▶ DATA FOR THE TASK
=-=-=-=-=

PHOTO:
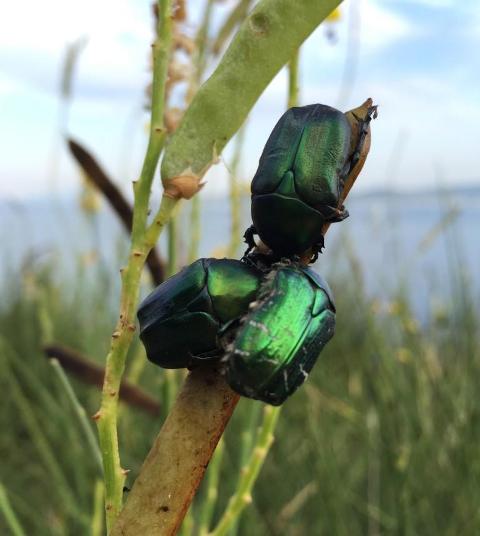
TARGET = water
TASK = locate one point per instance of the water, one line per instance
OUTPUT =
(421, 243)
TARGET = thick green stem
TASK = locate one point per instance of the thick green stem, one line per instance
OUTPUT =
(142, 240)
(242, 496)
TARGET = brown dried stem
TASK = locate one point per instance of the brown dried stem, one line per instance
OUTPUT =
(85, 370)
(175, 466)
(117, 201)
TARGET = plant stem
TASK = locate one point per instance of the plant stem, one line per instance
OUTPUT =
(235, 198)
(97, 514)
(142, 241)
(213, 476)
(242, 496)
(79, 412)
(293, 80)
(177, 461)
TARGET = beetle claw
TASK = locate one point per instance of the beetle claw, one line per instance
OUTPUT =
(248, 237)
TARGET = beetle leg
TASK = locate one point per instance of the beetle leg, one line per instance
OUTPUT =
(317, 248)
(249, 240)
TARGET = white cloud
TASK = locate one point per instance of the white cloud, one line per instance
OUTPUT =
(380, 26)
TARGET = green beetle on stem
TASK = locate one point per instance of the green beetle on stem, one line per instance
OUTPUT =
(310, 156)
(181, 319)
(266, 318)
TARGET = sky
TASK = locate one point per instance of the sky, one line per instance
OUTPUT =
(418, 60)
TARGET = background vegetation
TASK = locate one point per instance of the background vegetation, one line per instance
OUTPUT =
(383, 439)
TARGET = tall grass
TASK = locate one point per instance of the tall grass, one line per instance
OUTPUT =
(383, 439)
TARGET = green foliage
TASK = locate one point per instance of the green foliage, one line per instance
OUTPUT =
(383, 437)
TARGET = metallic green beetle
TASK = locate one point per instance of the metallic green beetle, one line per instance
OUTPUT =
(277, 343)
(301, 176)
(181, 319)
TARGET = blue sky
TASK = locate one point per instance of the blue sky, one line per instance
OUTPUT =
(419, 60)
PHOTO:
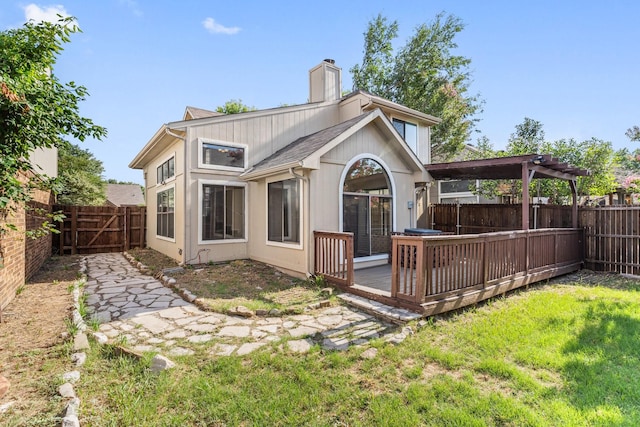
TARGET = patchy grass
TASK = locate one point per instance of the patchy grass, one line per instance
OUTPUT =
(226, 285)
(33, 352)
(566, 353)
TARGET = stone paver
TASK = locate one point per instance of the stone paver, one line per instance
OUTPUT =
(153, 317)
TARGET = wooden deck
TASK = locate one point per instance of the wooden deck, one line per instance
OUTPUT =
(435, 274)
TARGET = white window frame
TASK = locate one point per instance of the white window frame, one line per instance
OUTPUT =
(203, 165)
(289, 245)
(394, 197)
(201, 183)
(460, 194)
(417, 142)
(158, 191)
(175, 166)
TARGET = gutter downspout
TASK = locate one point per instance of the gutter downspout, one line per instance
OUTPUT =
(306, 236)
(185, 238)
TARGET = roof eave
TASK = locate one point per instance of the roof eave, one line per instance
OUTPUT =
(137, 162)
(251, 175)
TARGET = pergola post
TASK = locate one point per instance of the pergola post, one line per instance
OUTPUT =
(574, 198)
(525, 195)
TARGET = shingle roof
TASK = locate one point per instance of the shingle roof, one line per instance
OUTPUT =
(199, 113)
(124, 195)
(303, 147)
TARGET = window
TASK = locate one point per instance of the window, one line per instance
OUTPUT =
(221, 155)
(222, 212)
(367, 205)
(284, 211)
(457, 186)
(166, 170)
(408, 132)
(165, 215)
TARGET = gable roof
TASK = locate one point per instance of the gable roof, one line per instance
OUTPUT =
(306, 151)
(375, 101)
(124, 195)
(304, 146)
(192, 113)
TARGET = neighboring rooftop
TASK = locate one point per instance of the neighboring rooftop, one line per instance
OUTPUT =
(124, 195)
(192, 113)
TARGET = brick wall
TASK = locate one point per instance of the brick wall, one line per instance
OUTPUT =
(12, 251)
(20, 256)
(37, 251)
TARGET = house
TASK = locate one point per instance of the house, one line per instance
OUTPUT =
(258, 184)
(124, 195)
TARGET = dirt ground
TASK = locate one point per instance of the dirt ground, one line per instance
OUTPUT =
(243, 282)
(32, 350)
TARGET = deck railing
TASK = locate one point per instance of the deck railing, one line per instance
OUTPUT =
(432, 268)
(334, 256)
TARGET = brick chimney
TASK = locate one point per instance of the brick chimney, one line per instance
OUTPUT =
(325, 82)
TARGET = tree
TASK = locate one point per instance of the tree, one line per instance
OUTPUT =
(234, 106)
(79, 177)
(424, 75)
(595, 155)
(36, 109)
(633, 133)
(527, 139)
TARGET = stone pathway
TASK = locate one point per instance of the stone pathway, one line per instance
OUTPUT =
(137, 308)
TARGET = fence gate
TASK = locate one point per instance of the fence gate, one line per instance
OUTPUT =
(612, 238)
(96, 229)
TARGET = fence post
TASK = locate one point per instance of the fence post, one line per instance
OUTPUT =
(74, 230)
(127, 229)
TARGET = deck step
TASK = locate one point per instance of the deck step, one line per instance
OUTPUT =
(375, 308)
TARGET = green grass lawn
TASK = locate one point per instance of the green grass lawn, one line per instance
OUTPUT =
(566, 354)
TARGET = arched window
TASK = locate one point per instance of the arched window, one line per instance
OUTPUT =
(367, 207)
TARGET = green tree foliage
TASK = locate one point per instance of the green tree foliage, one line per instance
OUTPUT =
(234, 106)
(527, 139)
(595, 155)
(79, 177)
(36, 109)
(628, 161)
(633, 133)
(424, 75)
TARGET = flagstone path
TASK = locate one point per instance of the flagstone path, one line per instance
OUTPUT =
(138, 308)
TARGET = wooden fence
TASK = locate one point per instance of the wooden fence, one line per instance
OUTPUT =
(96, 229)
(454, 271)
(612, 233)
(612, 238)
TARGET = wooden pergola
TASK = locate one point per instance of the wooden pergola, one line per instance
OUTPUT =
(525, 167)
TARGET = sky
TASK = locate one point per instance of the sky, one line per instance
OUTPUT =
(572, 65)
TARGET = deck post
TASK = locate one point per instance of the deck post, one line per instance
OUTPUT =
(394, 267)
(349, 259)
(525, 195)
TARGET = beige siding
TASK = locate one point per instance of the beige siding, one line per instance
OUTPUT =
(264, 135)
(174, 249)
(326, 182)
(45, 161)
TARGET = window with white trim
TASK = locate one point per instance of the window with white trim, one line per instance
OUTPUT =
(408, 132)
(221, 155)
(166, 170)
(223, 212)
(165, 214)
(284, 211)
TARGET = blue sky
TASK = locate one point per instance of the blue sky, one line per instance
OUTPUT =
(572, 65)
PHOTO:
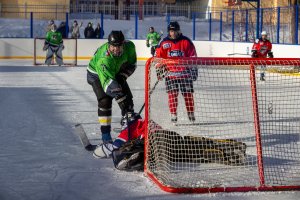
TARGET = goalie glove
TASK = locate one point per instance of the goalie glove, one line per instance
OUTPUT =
(161, 71)
(270, 54)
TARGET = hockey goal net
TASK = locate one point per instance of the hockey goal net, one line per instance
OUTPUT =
(69, 53)
(246, 131)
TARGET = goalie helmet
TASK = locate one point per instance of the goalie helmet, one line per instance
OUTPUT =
(116, 38)
(173, 26)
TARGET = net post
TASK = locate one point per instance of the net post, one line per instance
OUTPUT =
(34, 52)
(147, 87)
(257, 126)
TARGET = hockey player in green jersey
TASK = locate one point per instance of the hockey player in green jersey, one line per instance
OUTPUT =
(107, 72)
(153, 39)
(54, 45)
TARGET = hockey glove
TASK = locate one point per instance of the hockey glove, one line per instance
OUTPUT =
(46, 46)
(123, 103)
(127, 69)
(194, 73)
(161, 71)
(114, 89)
(270, 54)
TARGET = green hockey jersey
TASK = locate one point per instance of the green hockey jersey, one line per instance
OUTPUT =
(54, 38)
(107, 66)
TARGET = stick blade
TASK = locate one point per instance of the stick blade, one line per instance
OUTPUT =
(83, 138)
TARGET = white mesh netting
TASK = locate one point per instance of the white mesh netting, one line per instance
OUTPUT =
(225, 116)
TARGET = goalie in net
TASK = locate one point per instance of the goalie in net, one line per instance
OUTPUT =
(53, 45)
(127, 151)
(176, 45)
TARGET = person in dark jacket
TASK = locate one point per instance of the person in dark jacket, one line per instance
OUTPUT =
(62, 29)
(99, 31)
(89, 31)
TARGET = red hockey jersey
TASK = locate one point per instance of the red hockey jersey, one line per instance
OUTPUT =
(176, 48)
(262, 48)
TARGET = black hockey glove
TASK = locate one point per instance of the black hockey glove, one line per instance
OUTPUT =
(123, 102)
(127, 70)
(114, 89)
(270, 54)
(46, 46)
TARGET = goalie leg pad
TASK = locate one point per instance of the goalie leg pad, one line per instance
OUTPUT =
(130, 156)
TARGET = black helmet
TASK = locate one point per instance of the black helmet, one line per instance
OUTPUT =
(173, 26)
(116, 38)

=-=-=-=-=

▶ ACTION ITEM
In the listing above, find every line with the string "stem" and state how many there are, with no other words.

▶ REPLY
8